Goal
Recast the lines below as a numbered list, leaving out the blank ones.

Records shown

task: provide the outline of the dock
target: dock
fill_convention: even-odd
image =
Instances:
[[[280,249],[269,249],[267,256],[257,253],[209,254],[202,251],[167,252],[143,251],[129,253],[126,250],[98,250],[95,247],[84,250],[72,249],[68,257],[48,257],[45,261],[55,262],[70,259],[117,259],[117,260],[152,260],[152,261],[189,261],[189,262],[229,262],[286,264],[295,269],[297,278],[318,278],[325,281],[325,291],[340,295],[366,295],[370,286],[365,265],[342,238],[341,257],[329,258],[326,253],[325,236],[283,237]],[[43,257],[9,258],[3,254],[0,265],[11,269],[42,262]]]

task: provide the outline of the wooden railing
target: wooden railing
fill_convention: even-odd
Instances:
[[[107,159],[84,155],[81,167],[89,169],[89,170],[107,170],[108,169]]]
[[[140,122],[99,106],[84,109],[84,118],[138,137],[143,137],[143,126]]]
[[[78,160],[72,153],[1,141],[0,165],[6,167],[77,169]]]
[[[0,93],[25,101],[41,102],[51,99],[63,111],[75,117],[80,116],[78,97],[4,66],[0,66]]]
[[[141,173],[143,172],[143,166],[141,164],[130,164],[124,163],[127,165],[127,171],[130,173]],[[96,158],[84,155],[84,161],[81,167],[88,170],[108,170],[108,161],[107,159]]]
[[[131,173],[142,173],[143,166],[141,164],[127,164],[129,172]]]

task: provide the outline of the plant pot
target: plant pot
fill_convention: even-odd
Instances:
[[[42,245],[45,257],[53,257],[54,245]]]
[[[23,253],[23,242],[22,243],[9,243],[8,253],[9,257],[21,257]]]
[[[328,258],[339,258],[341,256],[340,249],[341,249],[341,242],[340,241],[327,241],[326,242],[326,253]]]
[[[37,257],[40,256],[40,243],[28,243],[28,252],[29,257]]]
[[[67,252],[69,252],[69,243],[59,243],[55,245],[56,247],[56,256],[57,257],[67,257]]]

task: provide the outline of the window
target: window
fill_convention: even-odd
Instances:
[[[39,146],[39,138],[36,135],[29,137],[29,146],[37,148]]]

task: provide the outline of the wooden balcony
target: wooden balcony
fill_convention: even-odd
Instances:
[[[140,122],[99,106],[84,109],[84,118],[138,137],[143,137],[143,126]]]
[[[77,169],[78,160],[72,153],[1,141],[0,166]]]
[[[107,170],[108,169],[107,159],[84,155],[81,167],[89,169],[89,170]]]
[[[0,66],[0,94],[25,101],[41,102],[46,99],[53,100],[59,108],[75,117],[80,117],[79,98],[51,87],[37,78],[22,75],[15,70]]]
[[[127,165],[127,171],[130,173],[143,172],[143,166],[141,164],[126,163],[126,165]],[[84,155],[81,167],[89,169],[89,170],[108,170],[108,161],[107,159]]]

Answer below
1. task: provide the outline of the dock
2. target: dock
3. fill_convention: even-odd
4. image =
5. Instances:
6. [[[280,249],[269,249],[267,256],[257,253],[209,254],[202,251],[167,252],[143,251],[129,253],[126,250],[98,250],[95,247],[84,250],[72,249],[68,257],[48,257],[45,261],[55,262],[70,259],[117,259],[117,260],[152,260],[152,261],[189,261],[189,262],[229,262],[286,264],[295,269],[297,278],[318,278],[325,281],[325,291],[340,295],[366,295],[370,286],[365,265],[342,238],[341,257],[329,258],[326,253],[325,236],[283,237]],[[43,257],[9,258],[3,254],[0,265],[11,269],[42,262]]]
7. task: provide the outline of the wooden railing
8. target: wooden railing
9. fill_convention: even-odd
10. Instances:
11. [[[107,159],[84,155],[81,167],[89,169],[89,170],[107,170],[108,169]]]
12. [[[140,122],[99,106],[84,109],[84,118],[138,137],[143,137],[143,126]]]
13. [[[78,160],[72,153],[1,141],[0,165],[6,167],[77,169]]]
14. [[[0,93],[25,101],[41,102],[51,99],[63,111],[75,117],[80,116],[78,97],[4,66],[0,66]]]
15. [[[141,173],[143,172],[143,166],[141,164],[130,164],[124,163],[127,165],[127,171],[130,173]],[[96,158],[84,155],[84,161],[81,167],[88,170],[108,170],[108,161],[107,159]]]
16. [[[131,173],[142,173],[143,166],[141,164],[127,164],[129,172]]]
17. task: provide the outline of the plant pot
18. target: plant pot
19. fill_convention: even-odd
20. Instances:
21. [[[42,245],[45,257],[53,257],[54,245]]]
22. [[[23,253],[23,242],[22,243],[9,243],[8,253],[9,257],[21,257]]]
23. [[[328,258],[339,258],[341,256],[340,249],[341,249],[341,242],[340,241],[327,241],[326,242],[326,253]]]
24. [[[37,257],[40,256],[40,243],[28,243],[28,252],[29,257]]]
25. [[[67,252],[69,252],[69,243],[59,243],[55,245],[56,247],[56,256],[57,257],[67,257]]]
26. task: provide the outline of the window
27. target: window
28. fill_convention: even-odd
29. Instances:
30. [[[39,146],[39,138],[36,135],[29,137],[29,146],[37,148]]]
31. task: provide the outline of the wooden balcony
32. target: wooden balcony
33. fill_convention: even-odd
34. Instances:
35. [[[140,122],[99,106],[84,109],[84,118],[138,137],[143,137],[143,126]]]
36. [[[77,169],[78,160],[72,153],[1,141],[0,166]]]
37. [[[107,170],[108,169],[107,159],[84,155],[81,167],[89,169],[89,170]]]
38. [[[0,66],[0,94],[25,101],[41,102],[46,99],[53,100],[59,108],[75,117],[80,117],[79,98],[51,87],[37,78],[22,75],[15,70]]]
39. [[[127,165],[127,171],[130,173],[143,172],[143,166],[141,164],[126,163],[126,165]],[[84,155],[81,167],[89,169],[89,170],[108,170],[108,161],[107,159]]]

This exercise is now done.